Is a 2D Array an Array of Pointers?

Question

If I have:

int A[10][20];
printf("%p",A[3]);

it will print the address of A[3][0] .

However, I'd like to know if this one dimensional array A[3] containing pointers really exists, or it is calculated in some way.

Answer 1

The way you have defined A means that the compiler will allocate for it a contiguous block of memory large enough to hold 10 x 20 (200) integers; see here (scroll down to "Multidimesional arrays"). As I'm sure you realize, if you were to do printf("%p", A); you would see the address of the beginning of that allocated block.

Now, when the compiler sees the expression A[3] , it will add what it calculates as the necessary amount of "integer sizes" to the base address (that of A , or A[0][0] ); in this case, it will add "3" (the index specified) multiplied by the combined size of all the other dimensions (in this case, there's only one, which is 20).

So, in your case, there is no actual array of pointers; just a memory block that the compiler can interpret according to how you described any part(s) of it.

However, in a more versatile approach, one can actually define a 2D array in terms of an actual array of pointers, like so:

int **A;
A = malloc(10 * sizeof(int*));
for (int n = 0; n < 10; ++n) A[n] = malloc(20 * sizeof(int));

In this case, using printf("%p",A[3]); would still be valid, but it would give a very different offset value from printf("%p",A); or printf("%p",A[0]); .

## RECORD EXCERPTS
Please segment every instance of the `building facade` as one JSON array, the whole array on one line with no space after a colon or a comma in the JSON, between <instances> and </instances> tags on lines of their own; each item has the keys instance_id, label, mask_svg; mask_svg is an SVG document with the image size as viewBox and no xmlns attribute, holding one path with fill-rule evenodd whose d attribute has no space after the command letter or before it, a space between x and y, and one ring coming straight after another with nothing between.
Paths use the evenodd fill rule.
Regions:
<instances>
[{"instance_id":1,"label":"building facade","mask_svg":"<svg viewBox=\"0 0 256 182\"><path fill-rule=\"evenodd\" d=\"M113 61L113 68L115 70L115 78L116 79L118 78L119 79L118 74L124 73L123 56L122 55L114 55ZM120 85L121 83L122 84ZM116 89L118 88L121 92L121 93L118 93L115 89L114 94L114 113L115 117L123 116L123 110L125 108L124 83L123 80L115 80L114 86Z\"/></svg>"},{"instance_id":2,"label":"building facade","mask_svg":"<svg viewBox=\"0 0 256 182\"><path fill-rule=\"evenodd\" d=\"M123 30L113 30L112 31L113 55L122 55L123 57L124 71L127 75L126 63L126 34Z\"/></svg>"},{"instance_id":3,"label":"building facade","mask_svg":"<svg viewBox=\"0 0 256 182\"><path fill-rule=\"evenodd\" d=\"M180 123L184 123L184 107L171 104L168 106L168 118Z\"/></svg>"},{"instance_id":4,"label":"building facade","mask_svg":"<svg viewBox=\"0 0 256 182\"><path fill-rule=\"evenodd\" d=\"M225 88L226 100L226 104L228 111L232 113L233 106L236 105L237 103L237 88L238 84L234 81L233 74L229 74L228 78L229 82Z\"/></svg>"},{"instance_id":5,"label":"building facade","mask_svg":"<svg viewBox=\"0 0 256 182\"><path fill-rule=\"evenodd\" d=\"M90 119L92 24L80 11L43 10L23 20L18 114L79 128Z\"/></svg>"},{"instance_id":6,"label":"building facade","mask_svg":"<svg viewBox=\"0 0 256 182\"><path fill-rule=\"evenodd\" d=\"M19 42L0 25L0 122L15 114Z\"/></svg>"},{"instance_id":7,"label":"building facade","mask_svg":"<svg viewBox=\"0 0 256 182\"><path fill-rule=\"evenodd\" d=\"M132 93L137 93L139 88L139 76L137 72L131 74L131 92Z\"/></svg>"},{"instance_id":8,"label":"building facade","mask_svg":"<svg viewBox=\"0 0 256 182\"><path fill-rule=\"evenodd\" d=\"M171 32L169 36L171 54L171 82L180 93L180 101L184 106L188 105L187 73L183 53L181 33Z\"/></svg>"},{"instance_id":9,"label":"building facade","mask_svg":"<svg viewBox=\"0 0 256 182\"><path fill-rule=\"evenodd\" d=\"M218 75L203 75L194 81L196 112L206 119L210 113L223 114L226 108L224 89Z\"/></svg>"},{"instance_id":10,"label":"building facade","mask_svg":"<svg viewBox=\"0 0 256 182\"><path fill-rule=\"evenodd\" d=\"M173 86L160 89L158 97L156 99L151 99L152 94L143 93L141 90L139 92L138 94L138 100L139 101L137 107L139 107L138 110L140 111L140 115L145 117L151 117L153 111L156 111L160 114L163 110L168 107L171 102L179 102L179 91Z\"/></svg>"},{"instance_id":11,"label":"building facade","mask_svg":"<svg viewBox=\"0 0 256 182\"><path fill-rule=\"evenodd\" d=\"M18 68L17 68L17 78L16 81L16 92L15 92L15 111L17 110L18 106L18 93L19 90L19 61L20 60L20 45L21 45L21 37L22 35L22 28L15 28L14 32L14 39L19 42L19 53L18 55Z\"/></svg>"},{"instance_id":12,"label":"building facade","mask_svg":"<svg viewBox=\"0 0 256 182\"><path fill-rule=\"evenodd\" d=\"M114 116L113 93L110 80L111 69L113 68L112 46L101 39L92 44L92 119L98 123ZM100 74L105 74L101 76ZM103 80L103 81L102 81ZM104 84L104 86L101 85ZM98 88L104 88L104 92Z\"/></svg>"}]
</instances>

## AIM
Reproduce the part of the 2D array thread that begins at the words "it will print" and stops after "which is 20).". The entries have no connection to the thread about 2D arrays and pointers.

## EXERCISE RESPONSE
it will print the address of A[3][0] .

However, I'd like to know if this one dimensional array A[3] containing pointers really exists, or it is calculated in some way.

Answer 1

The way you have defined A means that the compiler will allocate for it a contiguous block of memory large enough to hold 10 x 20 (200) integers; see here (scroll down to "Multidimesional arrays"). As I'm sure you realize, if you were to do printf("%p", A); you would see the address of the beginning of that allocated block.

Now, when the compiler sees the expression A[3] , it will add what it calculates as the necessary amount of "integer sizes" to the base address (that of A , or A[0][0] ); in this case, it will add "3" (the index specified) multiplied by the combined size of all the other dimensions (in this case, there's only one, which is 20).